[Begin DATA]

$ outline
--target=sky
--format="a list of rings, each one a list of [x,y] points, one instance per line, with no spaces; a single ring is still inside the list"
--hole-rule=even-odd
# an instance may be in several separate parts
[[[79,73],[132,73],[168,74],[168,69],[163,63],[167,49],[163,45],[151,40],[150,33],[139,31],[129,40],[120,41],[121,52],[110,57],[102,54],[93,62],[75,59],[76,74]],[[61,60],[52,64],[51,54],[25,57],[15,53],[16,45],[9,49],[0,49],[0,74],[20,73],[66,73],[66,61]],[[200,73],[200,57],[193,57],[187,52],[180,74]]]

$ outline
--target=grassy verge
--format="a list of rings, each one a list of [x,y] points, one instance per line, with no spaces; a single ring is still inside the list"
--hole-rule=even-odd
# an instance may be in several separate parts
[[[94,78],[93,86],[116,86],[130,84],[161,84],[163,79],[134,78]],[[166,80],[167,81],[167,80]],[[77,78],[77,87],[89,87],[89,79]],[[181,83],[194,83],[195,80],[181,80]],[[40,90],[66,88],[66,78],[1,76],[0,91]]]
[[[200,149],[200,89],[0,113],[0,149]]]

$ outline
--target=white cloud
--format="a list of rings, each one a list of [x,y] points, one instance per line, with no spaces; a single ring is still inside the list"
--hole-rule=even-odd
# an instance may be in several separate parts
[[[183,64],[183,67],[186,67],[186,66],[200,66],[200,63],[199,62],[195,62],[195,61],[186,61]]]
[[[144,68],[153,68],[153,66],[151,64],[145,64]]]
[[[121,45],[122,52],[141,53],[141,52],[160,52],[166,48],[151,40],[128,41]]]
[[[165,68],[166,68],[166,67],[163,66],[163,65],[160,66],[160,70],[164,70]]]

[End DATA]

* **OBJECTIVE**:
Can you return every line of the listing above, character for character, with nothing added or left out?

* **FULL ANSWER**:
$ outline
--target=sky
--format="a list of rings, each one a list of [x,y] points, one instance per line, with no spaces; a single ring is still inside the list"
--hole-rule=even-odd
# an instance may be in several separate parts
[[[79,73],[132,73],[168,74],[168,69],[163,63],[167,49],[163,45],[151,40],[150,33],[139,31],[129,40],[120,41],[121,52],[110,57],[102,54],[93,62],[75,59],[76,74]],[[61,60],[52,64],[51,54],[25,57],[15,53],[16,45],[9,49],[0,49],[0,74],[20,73],[66,73],[66,61]],[[200,73],[200,57],[193,57],[187,52],[180,74]]]

$ outline
--target=grassy verge
--format="a list of rings, each one a list of [x,y] points, one instance per line, with no spaces; a single ring is still inside the list"
--hole-rule=even-odd
# an instance may be in several separate parts
[[[94,78],[93,86],[116,86],[130,84],[161,84],[163,79],[134,78]],[[166,80],[167,81],[167,80]],[[77,78],[77,87],[89,87],[89,79]],[[181,83],[194,83],[195,80],[181,80]],[[40,90],[66,88],[66,78],[1,76],[0,91]]]
[[[200,149],[200,89],[0,113],[0,149]]]

$ outline
--target=white cloud
--format="a list of rings, each one a list of [x,y] points, one instance per line, with no spaces; a single ring is still inside the list"
--hole-rule=even-odd
# an instance may be in several separate parts
[[[183,64],[183,67],[186,67],[186,66],[200,66],[200,63],[199,62],[195,62],[195,61],[186,61]]]
[[[144,68],[153,68],[153,66],[151,64],[145,64]]]
[[[121,45],[122,52],[141,53],[141,52],[160,52],[166,48],[151,40],[128,41]]]
[[[165,68],[166,68],[166,67],[163,66],[163,65],[160,66],[160,70],[164,70]]]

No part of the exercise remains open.